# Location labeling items
start
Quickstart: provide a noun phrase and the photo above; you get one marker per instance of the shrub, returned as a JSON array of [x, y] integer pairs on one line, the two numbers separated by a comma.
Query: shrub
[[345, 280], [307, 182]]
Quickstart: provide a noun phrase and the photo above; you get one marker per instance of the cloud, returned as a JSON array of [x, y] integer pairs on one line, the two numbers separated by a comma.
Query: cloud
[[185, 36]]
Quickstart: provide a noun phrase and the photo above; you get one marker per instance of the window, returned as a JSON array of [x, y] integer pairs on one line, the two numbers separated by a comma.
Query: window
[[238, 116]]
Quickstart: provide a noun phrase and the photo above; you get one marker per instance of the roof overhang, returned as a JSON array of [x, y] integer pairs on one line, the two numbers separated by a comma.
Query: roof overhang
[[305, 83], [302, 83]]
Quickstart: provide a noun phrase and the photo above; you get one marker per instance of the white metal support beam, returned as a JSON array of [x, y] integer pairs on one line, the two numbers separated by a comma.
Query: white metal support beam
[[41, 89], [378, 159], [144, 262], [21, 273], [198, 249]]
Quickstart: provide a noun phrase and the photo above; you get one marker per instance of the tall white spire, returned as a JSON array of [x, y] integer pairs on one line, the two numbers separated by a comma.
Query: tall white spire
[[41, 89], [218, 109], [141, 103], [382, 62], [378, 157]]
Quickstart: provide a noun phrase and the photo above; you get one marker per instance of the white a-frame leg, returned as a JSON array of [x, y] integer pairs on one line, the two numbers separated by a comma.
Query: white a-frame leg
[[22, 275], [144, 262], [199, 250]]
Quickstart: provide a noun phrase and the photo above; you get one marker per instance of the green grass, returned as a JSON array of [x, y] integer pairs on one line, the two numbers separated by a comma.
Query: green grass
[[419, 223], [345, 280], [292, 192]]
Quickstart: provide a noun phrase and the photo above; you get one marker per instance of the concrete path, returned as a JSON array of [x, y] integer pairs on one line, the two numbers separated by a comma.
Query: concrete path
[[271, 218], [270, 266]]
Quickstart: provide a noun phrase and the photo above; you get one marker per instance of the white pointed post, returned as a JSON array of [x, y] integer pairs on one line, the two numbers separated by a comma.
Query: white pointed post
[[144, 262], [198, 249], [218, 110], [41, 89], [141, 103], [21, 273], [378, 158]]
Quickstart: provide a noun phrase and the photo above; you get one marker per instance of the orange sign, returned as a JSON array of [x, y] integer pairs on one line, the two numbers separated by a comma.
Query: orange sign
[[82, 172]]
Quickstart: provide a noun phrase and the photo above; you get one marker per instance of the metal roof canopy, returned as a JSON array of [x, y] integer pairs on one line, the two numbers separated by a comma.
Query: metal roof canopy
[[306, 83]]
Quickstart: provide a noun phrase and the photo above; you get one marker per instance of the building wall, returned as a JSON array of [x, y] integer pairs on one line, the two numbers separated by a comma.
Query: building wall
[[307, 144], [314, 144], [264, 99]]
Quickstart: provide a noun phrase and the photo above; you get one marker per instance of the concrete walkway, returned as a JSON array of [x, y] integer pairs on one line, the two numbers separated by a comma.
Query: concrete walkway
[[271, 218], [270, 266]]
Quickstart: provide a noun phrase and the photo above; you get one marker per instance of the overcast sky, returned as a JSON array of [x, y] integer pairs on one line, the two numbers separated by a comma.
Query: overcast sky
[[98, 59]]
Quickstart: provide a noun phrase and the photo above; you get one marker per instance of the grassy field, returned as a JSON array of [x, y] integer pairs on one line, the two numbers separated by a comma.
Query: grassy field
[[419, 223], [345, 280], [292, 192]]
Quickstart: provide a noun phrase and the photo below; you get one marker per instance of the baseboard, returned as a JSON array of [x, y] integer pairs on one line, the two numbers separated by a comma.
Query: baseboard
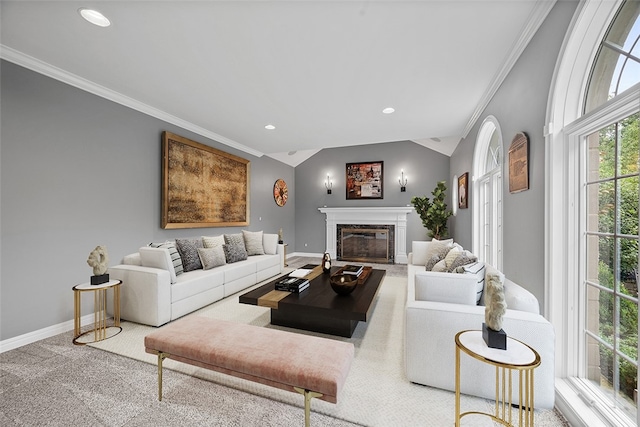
end
# WHAT IS ASKED
Rewrite the items from the start through the line containing "[[305, 83], [302, 83]]", swapping "noun phrase" for "short label". Change nothing else.

# RESULT OF THE TASK
Quickstart: provide a short label and the photo above; you get one marker per instance of the shrub, returned as a JSON array of [x, y] integer pairs on one line, the two numbers separated by a comma.
Query: shrub
[[345, 280], [307, 182]]
Quickstart: provide a short label and the photo above; you get one marker per instance of the cloud, returned as a JSON array of [x, y] integer pairs on one line, the two numbers separated by a comma.
Query: cloud
[[185, 36]]
Quickstart: provide a short label and the photo above; you get one marker per instance of the window, returned as a JSON array of [x, y] integer pairs on one line, the two numbers separated by a comma.
Query: window
[[238, 116]]
Quickstart: provide a short label and the photo above; you get one marker per instance of the roof overhang, returned as a JSON array of [x, y] integer pairs on one line, the two numbers separated by a comma.
Query: roof overhang
[[305, 83], [302, 83]]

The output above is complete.